Moisei Rafes (3 November 1883 – 1942) was a prominent Jewish politician of the Ukrainian People's Republic as the Bundist representative. After 1919 he was an official of the Bolshevik Party until the rise of Joseph Stalin, when he was imprisoned.

Rafes was a member of the 1917 Russian Constituent Assembly and also of the Central Council of Ukraine, the Petrograd Soviet, headed Jewish Bund in Kiev. In Kiev Rafes became a member of the Regional Committee in Protection of Revolution in Ukraine and served as the General Controller of the General Secretariat of Ukraine. He was succeeded at this post by another Bundist, Aleksandr Zolotarev.

When tensions within the Bund heightened, due to the pro-Bolshevik leaning of a part of the leadership, Moisei Rafes was the leader of the centrist wing of the Bund, while Mikhail Liber and Benjamin Kheifetz led the rightists.

• SHORT TASK 1
Collect every line of the records below that contains the string "street", treating uppercase and lowercase letters as distinct.

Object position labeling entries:
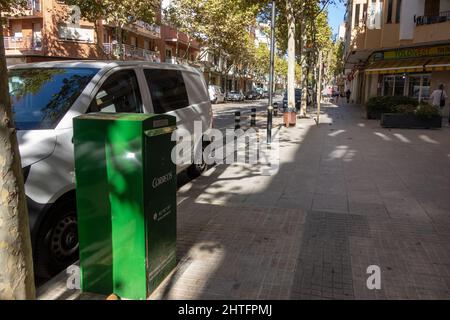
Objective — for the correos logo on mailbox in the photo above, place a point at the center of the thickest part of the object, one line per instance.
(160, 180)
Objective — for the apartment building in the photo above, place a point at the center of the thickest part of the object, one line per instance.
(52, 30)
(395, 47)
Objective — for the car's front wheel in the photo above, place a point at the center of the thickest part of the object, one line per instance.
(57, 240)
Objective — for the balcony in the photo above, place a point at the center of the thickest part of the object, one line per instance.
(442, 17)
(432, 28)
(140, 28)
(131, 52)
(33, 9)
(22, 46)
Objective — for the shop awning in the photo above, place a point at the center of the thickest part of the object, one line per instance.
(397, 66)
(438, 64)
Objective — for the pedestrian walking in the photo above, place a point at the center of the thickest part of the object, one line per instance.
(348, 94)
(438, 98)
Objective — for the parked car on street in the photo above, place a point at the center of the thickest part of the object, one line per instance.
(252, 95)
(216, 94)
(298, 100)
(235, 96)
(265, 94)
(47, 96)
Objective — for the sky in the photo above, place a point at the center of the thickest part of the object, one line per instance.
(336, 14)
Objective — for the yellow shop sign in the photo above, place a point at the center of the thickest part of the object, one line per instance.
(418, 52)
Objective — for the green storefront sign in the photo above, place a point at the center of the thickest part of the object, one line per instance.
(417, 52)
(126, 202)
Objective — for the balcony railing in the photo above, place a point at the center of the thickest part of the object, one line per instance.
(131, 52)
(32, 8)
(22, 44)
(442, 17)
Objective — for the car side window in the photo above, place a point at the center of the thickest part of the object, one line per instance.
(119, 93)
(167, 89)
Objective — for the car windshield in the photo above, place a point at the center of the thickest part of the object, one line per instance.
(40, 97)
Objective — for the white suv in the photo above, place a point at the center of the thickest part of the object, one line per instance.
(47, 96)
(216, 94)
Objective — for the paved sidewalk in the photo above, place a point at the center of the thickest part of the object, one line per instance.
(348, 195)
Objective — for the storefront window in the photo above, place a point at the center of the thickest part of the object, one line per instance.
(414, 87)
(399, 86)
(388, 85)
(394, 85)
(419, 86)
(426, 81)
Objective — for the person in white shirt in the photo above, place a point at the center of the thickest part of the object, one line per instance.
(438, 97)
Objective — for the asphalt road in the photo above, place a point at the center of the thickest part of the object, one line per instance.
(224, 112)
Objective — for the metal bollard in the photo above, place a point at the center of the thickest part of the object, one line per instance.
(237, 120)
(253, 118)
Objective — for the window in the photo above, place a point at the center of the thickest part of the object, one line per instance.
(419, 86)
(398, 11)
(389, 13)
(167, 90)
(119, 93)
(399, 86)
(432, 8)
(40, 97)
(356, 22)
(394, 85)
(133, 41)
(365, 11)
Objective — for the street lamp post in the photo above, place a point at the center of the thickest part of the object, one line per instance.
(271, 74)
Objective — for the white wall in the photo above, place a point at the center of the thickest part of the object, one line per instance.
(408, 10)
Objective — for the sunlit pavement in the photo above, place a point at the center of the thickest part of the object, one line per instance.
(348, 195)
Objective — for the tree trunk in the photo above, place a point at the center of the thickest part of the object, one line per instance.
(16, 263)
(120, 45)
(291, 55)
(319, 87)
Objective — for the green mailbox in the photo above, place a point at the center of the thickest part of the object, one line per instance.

• SHORT TASK 2
According to the text on Moisei Rafes, who succeeded him as General Controller of the General Secretariat of Ukraine?

• COMPLETE RESPONSE 1
Objective — for the parked car on street in the photo above, place a point at the center of the thickest part of the object, one line per instance.
Objective — for the street lamp post in the photo above, place a point at the center of the thickest part of the object, one line per instance.

• COMPLETE RESPONSE 2
Aleksandr Zolotarev, another Bundist.